=== Exercise data ===

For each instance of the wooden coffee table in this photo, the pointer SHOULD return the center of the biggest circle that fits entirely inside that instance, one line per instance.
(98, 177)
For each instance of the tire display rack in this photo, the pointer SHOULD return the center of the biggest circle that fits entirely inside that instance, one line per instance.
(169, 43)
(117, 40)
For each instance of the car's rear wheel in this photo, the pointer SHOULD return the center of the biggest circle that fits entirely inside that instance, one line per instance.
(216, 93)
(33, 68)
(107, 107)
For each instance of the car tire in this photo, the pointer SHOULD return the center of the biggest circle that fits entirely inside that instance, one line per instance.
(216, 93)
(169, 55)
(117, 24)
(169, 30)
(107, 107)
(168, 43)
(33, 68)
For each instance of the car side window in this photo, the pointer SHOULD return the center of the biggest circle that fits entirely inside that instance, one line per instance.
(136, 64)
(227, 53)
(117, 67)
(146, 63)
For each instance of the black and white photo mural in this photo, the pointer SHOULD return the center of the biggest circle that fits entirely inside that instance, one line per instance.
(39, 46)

===

- _Problem details_
Retype the listing exactly, in full.

- _Answer in full_
For each instance of the wooden coffee table in this photo, the pointer SHOULD return the center of the biggest circle that fits entirely inside that instance, one line per instance.
(98, 177)
For each instance of the tire display rack in this photo, the pointer SHOULD return the center of the biggest circle that fits entirely inside that instance, one line per instance.
(169, 43)
(117, 40)
For each instance of the car's rear wheel in this photo, the pointer SHOULD return the center of the biggest circle that fits entirely inside that instance, one line per instance.
(216, 93)
(33, 68)
(107, 107)
For each instance of the car tire in this photo, the pointer SHOULD return the center of the biggest circle that fits entirely inside that instance, one line per instance.
(216, 93)
(169, 55)
(117, 24)
(169, 30)
(107, 107)
(168, 43)
(33, 68)
For each instance of the car side window in this photo, the pointer SHOULD return the center of the biggest circle that fits entirely inside that instance, one line per instance.
(136, 64)
(227, 53)
(117, 67)
(146, 63)
For each instance of the black and white photo mural in this photo, the pointer SHOULD return the center of the biggest circle that fits entirely inside that instance, one line per instance.
(39, 46)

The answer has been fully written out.